→ Written problem: Skip every image and restate the data word for word.

→ Records for processing:
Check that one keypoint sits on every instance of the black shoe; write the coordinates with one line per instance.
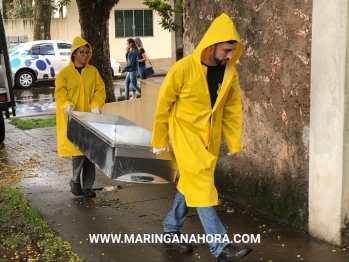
(232, 254)
(75, 188)
(88, 192)
(170, 239)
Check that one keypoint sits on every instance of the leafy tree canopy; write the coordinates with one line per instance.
(25, 8)
(165, 11)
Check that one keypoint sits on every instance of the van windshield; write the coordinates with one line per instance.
(13, 49)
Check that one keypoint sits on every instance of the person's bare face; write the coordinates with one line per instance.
(223, 52)
(81, 55)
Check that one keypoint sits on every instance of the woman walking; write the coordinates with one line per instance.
(131, 68)
(141, 59)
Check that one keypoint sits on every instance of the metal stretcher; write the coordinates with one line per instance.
(119, 148)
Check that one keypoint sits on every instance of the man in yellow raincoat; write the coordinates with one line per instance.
(79, 87)
(198, 98)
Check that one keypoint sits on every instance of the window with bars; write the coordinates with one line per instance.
(132, 23)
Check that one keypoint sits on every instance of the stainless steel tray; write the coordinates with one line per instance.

→ Exercise solution:
Check that one keypoint sits on every instance of the black shoe; write the coordinates with one line per instance.
(232, 254)
(75, 188)
(88, 192)
(170, 239)
Check that one keypoint sits on every instance of the leafy tree canopy; write the coordinates with one line per instance.
(25, 8)
(165, 11)
Check that one keypoint sits on every instance of the van windshield; write the coordinates with one line per instance.
(13, 49)
Check that one keypoint sits on every instance of the person's bare face; write the coordinates with one line per instance.
(223, 52)
(81, 55)
Check that one keypoint sits on every instance of the woman walking; write the coordinates with one line per instance.
(131, 68)
(141, 59)
Check that one keypoint sits on every instance of the metal stretcher; write the coordinates with one line per instance.
(119, 148)
Check that one keypoint sits on every instance of the man in yellow raincoat; write the coordinates with one line per instance.
(79, 87)
(198, 98)
Check that one keypoint sits on every instance of the window with bars; write the coordinates with one line per instance.
(132, 23)
Check that one keypoint sits on every instance of the stainless steel tray; write the coordinates with one line per instance.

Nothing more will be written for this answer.